--- start of EXERCISE DATA ---
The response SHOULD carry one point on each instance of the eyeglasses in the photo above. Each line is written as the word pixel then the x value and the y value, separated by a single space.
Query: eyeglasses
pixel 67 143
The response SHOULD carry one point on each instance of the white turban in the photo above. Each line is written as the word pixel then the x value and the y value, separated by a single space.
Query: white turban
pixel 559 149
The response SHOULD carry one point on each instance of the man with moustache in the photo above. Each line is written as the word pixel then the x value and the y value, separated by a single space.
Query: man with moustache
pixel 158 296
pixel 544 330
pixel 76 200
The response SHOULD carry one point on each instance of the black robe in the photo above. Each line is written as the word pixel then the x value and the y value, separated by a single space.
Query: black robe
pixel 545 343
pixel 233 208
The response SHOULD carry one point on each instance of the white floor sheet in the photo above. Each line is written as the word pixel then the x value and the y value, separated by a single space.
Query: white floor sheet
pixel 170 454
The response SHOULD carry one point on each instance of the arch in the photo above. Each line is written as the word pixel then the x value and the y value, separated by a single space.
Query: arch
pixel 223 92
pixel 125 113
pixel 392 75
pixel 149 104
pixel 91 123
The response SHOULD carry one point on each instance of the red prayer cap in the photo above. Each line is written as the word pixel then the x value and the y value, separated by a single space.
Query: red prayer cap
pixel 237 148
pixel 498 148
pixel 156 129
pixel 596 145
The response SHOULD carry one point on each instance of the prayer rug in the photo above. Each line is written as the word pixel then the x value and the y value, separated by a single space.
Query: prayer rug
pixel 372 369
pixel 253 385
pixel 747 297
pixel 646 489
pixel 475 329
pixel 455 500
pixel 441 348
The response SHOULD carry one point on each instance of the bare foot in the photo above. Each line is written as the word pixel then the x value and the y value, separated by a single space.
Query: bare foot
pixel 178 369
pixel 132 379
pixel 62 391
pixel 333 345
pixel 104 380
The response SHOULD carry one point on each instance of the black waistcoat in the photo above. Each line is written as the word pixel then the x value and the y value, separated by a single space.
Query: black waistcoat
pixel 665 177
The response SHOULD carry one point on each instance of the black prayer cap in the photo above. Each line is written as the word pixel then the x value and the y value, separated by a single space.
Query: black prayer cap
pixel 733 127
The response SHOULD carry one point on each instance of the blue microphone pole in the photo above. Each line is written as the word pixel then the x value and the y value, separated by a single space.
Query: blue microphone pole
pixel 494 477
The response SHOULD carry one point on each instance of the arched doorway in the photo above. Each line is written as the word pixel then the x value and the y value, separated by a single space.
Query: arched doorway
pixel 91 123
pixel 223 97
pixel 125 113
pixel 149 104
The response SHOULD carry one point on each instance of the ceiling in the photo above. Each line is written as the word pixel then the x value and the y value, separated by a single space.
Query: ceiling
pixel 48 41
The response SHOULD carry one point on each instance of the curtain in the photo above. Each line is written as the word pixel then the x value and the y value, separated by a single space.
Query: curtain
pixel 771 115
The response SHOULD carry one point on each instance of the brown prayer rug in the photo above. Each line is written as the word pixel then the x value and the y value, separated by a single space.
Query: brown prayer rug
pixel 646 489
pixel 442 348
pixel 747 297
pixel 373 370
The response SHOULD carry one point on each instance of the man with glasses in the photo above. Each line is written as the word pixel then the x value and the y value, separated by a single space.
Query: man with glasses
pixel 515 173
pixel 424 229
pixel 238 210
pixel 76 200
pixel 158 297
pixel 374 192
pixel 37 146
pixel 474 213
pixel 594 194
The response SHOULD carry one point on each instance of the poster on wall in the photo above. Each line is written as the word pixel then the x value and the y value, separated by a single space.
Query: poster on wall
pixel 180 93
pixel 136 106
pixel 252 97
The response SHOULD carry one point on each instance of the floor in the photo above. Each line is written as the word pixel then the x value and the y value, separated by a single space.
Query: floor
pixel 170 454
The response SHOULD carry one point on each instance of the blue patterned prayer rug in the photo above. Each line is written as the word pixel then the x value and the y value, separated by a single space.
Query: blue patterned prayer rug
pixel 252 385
--- end of EXERCISE DATA ---
__PROBLEM TO WORK ON__: Please write out all of the items above again, renaming "carry" to "place" everywhere it occurs and leaving everything else unchanged.

__TASK RESPONSE__:
The response SHOULD place one point on each instance of the eyeglasses in the photo above. Each line is written as the word pixel then the x value and the y value, separated by a single space.
Query: eyeglasses
pixel 67 143
The response SHOULD place one point on each instance of the white turban in the photo above. Each line is written as the word pixel then the x value and the y value, separated by a single space.
Query: white turban
pixel 559 149
The response SHOULD place one point on each instance of the man with moustache in the photo above. Each line is written as the word pixel then the x value and the y value, separated by a single space.
Query: man with moustache
pixel 158 296
pixel 544 330
pixel 76 200
The response SHOULD place one point on each instance of the black robe in the photo above. Each line is written as the word pixel then the x value and the y value, separated by a single space.
Query: black robe
pixel 545 343
pixel 233 208
The response SHOULD place one point on each instance of the white floor sheet in the photo above. Each line is written as the word pixel then the x value and the y value, separated by a single space.
Query: white floor sheet
pixel 170 454
The response SHOULD place one point on each instance of the arch in the photo above. Each line is written as the word pixel then the x value and the y value, separated by a single space.
Query: arch
pixel 223 92
pixel 125 113
pixel 392 75
pixel 149 104
pixel 91 123
The response SHOULD place one point on each instance of the red prayer cap in the photo above. Each line is written as the word pixel then the x value and the y value, separated by a single space.
Query: red prayer cap
pixel 237 148
pixel 498 148
pixel 156 129
pixel 596 145
The response SHOULD place one point on each instance of the prayer rug in the photo above. Each line is written as the word pixel then the x value and the y value, separated by a single space.
Query: prayer rug
pixel 372 369
pixel 253 385
pixel 747 297
pixel 646 489
pixel 475 329
pixel 455 500
pixel 441 348
The response SHOULD place one point on each instance of the bare foot in the photo above. Each line is written as the word pixel then the x value and the y value, separated by a single space.
Query: bare foot
pixel 178 369
pixel 132 379
pixel 62 391
pixel 333 345
pixel 104 380
The response SHOULD place one point on each instance of the black waistcoat in the photo above. Each line is written as the word pixel then the x value and the y value, separated by a single space.
Query: black waistcoat
pixel 665 177
The response SHOULD place one point on each instance of the black prayer cap in the photo above. Each line is written as the word pixel then the x value and the y value, separated by a single space.
Query: black prayer cap
pixel 733 127
The response SHOULD place one point on each instance of the blue microphone pole in the photo above. Each line is written as the word pixel then the x value and the y value, separated by a single space.
Query: blue microphone pole
pixel 494 477
The response SHOULD place one point on each instance of the arched doorway in the photo above. Each line is written as the word pixel then the x value and the y value, separated by a single space.
Query: arched doorway
pixel 91 123
pixel 223 97
pixel 125 113
pixel 149 104
The response SHOULD place one point on each instance of the ceiling in the photo above. Each line is written as the word pixel then the x value and the y value, separated by a single space.
Query: ceiling
pixel 48 41
The response SHOULD place one point on each instance of the curtain in the photo above. Each line is written as the word pixel then the x value and the y value, separated by a single space.
Query: curtain
pixel 771 115
The response SHOULD place one point on each instance of the brown prayer rug in the photo above. Each line is written as the word pixel then the x value and the y value, separated by a single space.
Query: brown prayer rug
pixel 646 489
pixel 442 348
pixel 747 297
pixel 373 370
The response SHOULD place one point on each instance of the man with glasses in the photo above. Each line is written as the word pixel then the x value and the y value, separated by a single space.
Query: man with glasses
pixel 515 173
pixel 424 229
pixel 238 210
pixel 76 200
pixel 158 297
pixel 374 192
pixel 37 146
pixel 474 213
pixel 594 194
The response SHOULD place one point on each instance of the poster on wall in the photo above. Each line is written as the word pixel then the x value and the y value, separated by a single space.
Query: poster on wall
pixel 180 93
pixel 136 106
pixel 252 97
The response SHOULD place one point on each instance of the floor in the photo above. Each line is written as the word pixel then the x value and the y value, separated by a single space.
Query: floor
pixel 170 454
The response SHOULD place one point on each instance of the blue patterned prayer rug in the photo above. Each line is written as the word pixel then the x value and the y value, separated by a single space.
Query: blue patterned prayer rug
pixel 252 385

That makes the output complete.